start Document extract

On the subject of old recordings, if you can't or will not listen to them you do not really have knowledge of music.
This means that names that you hear quoted mean nothing to you . In the case of singing particularly it is of paramount importance that you should hear singers who still show some vestige of the classical style.
Of course you don't need to do any of this , but then how can you take part in forums on classical music?


----------



## Orange Soda King

I have plenty of CD's, countless MP3's, but also countless vinyl records and a good number of cassette tapes. I don't listen much to the radio or have any 8-tracks, hehe.


----------



## bigshot

I recently got a receiver capble of receiving internet radio and I'menjoying it very much.


----------



## mitchflorida

I don't care for internet radio that much. First of all, there is too much talk and chatter between songs. They only play one movement out of a symphony, and playing an entire album is out of the question. Plus the sound quality is not up to my standards. But other than that . . .


----------



## bigshot

None of those things are true of the stations I'm listening to. Today I was listening to an all Baroque stream that played complete works with no interruption at all. Great sound quality. There must be tens of thousands of streams. Impossible to make any generalization about them. My receiver recommends stations and I've found astounding stuff... 24 hour Chinese opera from Bejing, traditional Arab music from Egypt, 20s dance bands, old time radio drama, British comedy, complete opera broadcasts, Latin jazz... People pay to get the same ol same ol spoon fed to them when the internet is overflowing with great stuff for free


----------



## Guest

99.9 % CD, and about 95% of those are SACD.


----------



## quack

bigshot: Do you get to see the stream addresses of the radio stations? I would love some good station recommendations.

Thread duty: I listen to ripped CDs or downloads in mp3 or flac via my puter to my stereo, often with wireless headphones so I don't accidentally strangle myself.

end Document extract

▶ Required actions
a - Answer these questions about the forum thread:
(i) What format does Orange Soda King say they don't have any of?
(ii) What kind of stream did bigshot listen to that played complete works with no interruption?
(iii) About what percentage of the CDs mentioned by Guest are SACD?
b - Duplicate the passage of the forum thread that begins at the words "99.9 % CD, and" and stops after the words "accidentally strangle myself.".
The data has no role in any of this.

start Provided information

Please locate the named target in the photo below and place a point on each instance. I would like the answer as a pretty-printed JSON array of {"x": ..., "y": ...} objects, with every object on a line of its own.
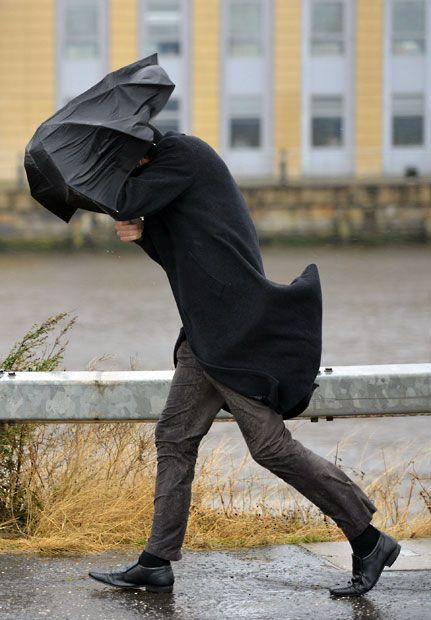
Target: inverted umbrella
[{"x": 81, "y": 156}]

end Provided information
start Provided information

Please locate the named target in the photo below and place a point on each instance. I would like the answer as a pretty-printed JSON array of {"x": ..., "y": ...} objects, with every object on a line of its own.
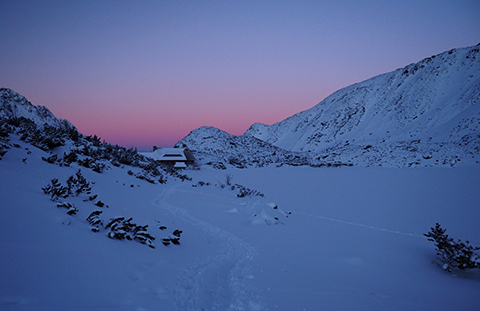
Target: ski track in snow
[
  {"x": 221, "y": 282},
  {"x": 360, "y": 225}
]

end Provided information
start Provided information

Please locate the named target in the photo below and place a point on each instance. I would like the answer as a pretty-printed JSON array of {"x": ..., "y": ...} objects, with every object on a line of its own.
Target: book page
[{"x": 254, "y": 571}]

end Provided information

▶ Solution set
a -
(i) 8-tracks
(ii) An all Baroque stream
(iii) About 95%

b -
99.9 % CD, and about 95% of those are SACD.


----------



## quack

bigshot: Do you get to see the stream addresses of the radio stations? I would love some good station recommendations.

Thread duty: I listen to ripped CDs or downloads in mp3 or flac via my puter to my stereo, often with wireless headphones so I don't accidentally strangle myself.